### Exercício proposto
Responda às perguntas abaixo com base no texto sobre os voos da FAB.
(a) A partir de que data a FAB retirou dos registros de voos a lista dos passageiros?
(b) Qual é o nome da esposa do ministro Alexandre de Moraes que estava no voo de 8 de janeiro?
(c) Que decreto dispõe sobre o transporte aéreo de autoridades?

### Texto apresentado
┄┄┄┄┄┄┄┄┄┄┄┄┄┄┄┄┄┄┄┄
O curto período de transparência nas listas dos passageiros dos voos de jatinhos da Força Aérea Brasileira (FAB) revelou que as esposas dos ministros Fernando Haddad (Fazenda) e Alexandre de Moraes (Supremo Tribunal Federal) pegaram carona para viajar em aeronaves oficiais. Mas a transparência durou apenas três semanas. A FAB retirou dos registros de voos a lista dos passageiros a partir de 23 de janeiro. Assim, foi retomado temporariamente o sigilo das caronas dos ministros e de outras autoridades.
Em 8 de janeiro, o presidente do STF, Roberto Barroso, fez um voo de Brasília para São Paulo em jatinho da FAB compartilhado com o ministro Haddad. Estavam no voo o ministro Alexandre de Moraes e a sua esposa, Viviane Barce de Moraes. O Decreto Presidencial 10.267/2020, que dispõe sobre o transporte aéreo de autoridades, prevê expressamente que o presidente do STF tem direito a solicitar voos em jatinhos da FAB. Os demais ministros não são citados.
┄┄┄┄┄┄┄┄┄┄┄┄┄┄┄┄┄┄┄┄
### Amostra dos dados
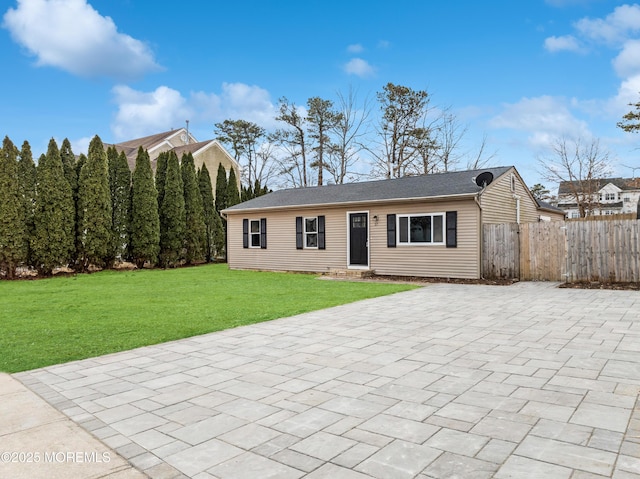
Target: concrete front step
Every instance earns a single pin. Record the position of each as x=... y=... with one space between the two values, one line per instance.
x=350 y=273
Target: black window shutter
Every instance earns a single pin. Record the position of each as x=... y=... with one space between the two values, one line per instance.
x=263 y=233
x=321 y=240
x=298 y=232
x=391 y=231
x=452 y=229
x=245 y=233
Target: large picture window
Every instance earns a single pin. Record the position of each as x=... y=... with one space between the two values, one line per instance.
x=421 y=229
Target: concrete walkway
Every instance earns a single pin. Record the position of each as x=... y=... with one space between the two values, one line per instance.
x=446 y=381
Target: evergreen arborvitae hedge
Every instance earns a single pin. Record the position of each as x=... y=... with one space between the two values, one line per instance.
x=172 y=215
x=53 y=240
x=13 y=234
x=94 y=199
x=212 y=220
x=27 y=185
x=145 y=222
x=195 y=230
x=161 y=174
x=221 y=189
x=120 y=190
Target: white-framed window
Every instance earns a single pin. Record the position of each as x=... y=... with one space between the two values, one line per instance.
x=421 y=229
x=311 y=232
x=254 y=233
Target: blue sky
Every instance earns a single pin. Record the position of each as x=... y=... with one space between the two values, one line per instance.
x=520 y=72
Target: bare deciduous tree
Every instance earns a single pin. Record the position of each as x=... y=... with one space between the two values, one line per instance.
x=293 y=142
x=348 y=134
x=578 y=164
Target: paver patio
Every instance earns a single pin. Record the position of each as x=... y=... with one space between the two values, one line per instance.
x=446 y=381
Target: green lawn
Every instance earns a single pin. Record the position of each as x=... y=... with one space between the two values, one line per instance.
x=56 y=320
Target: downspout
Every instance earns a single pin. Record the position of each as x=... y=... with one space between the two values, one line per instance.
x=477 y=198
x=517 y=198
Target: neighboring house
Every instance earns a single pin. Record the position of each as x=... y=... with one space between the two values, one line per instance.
x=413 y=226
x=209 y=152
x=605 y=196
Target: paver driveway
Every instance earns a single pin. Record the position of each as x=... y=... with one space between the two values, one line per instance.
x=441 y=382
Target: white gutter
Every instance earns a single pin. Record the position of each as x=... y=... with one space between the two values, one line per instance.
x=348 y=203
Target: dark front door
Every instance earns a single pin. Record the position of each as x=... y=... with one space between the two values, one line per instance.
x=358 y=239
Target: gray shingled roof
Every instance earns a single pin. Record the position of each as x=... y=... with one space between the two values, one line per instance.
x=436 y=185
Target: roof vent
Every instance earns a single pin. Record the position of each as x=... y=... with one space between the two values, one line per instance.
x=484 y=179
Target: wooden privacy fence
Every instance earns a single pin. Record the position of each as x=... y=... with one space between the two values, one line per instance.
x=559 y=251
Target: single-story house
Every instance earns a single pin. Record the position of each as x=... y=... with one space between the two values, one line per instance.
x=428 y=226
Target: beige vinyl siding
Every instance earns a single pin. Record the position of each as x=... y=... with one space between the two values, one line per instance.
x=499 y=205
x=281 y=253
x=406 y=260
x=428 y=260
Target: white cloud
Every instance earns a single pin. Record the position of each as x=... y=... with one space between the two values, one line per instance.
x=614 y=28
x=144 y=113
x=627 y=63
x=358 y=67
x=542 y=118
x=563 y=43
x=140 y=114
x=73 y=36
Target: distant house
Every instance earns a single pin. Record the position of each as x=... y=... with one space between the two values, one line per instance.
x=210 y=152
x=413 y=226
x=604 y=196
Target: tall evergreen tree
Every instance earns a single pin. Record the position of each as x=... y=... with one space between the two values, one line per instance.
x=53 y=240
x=161 y=174
x=172 y=215
x=233 y=195
x=145 y=222
x=78 y=231
x=195 y=231
x=27 y=184
x=71 y=173
x=13 y=231
x=120 y=189
x=213 y=224
x=69 y=165
x=221 y=189
x=94 y=200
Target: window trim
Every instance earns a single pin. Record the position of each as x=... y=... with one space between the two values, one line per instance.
x=301 y=232
x=441 y=214
x=252 y=233
x=306 y=234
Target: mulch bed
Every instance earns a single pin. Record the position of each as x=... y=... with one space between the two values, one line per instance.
┄┄┄┄┄┄┄┄┄┄┄┄┄┄┄┄┄┄┄┄
### Resultado final
(a) A FAB retirou a lista dos passageiros a partir de 23 de janeiro.
(b) A esposa do ministro é Viviane Barce de Moraes.
(c) O transporte aéreo de autoridades é tratado no Decreto Presidencial 10.267/2020.